___ TEXTE DU DOCUMENT ___

Alors aujourd’hui, parlons de Sanctum chez Glénat, un seinen centré sur l’apocalypse, la religion, une déesse et une dramaturgie totalement biblique. Ce titre est issu de l’association du bien connu Boichi (dont je vous ai déjà parlé ici et là) et du scénariste Masao Yajima que nous avons connu dessinateur sur le manga Journaliste (chez Delcourt).
La série a été publiée dans le magazine Morning (Billy Bat, les Gouttes de Dieu) de la Kodansha entre 2009 et 2010 et s’est achevée en 5 tomes.
En route pour la chronique !
Est-elle une déesse ou l’anté-christ ?
Luna Hazuki est la seule survivante d’une tragédie. Il y a sept ans, au beau milieu du Nevada et non loin de la fameuse zone 51, un camion citerne a percuté la voiture familiale. Dans la morgue qui a reçu les corps de ses parents et de son frère, Luna a scellé un pacte avec avec le démon Abraxas et elle vit depuis avec sa famille ressuscitée… Mais tout a un prix.

___

▶ **EXERCICES**
1. Recopiez fidèlement le passage de la chronique sur Sanctum qui va de « La série a été » jusqu'à « la chronique ! ».
2. Relevez toutes les maisons d'édition nommées dans la chronique sur Sanctum.

___ DONNÉES ENREGISTRÉES ___

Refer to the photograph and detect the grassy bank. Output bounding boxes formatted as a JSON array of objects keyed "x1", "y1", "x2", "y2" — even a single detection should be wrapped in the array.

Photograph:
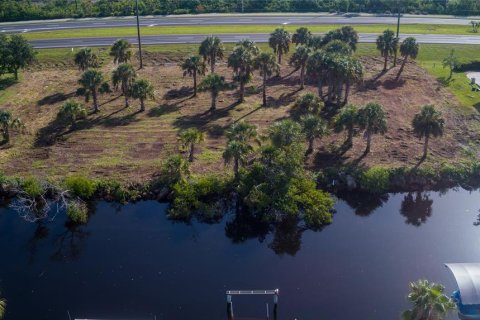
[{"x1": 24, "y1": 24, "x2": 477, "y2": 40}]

___

▶ **CORRIGÉS**
1.
La série a été publiée dans le magazine Morning (Billy Bat, les Gouttes de Dieu) de la Kodansha entre 2009 et 2010 et s’est achevée en 5 tomes.
En route pour la chronique !

2. Glénat, Delcourt, Kodansha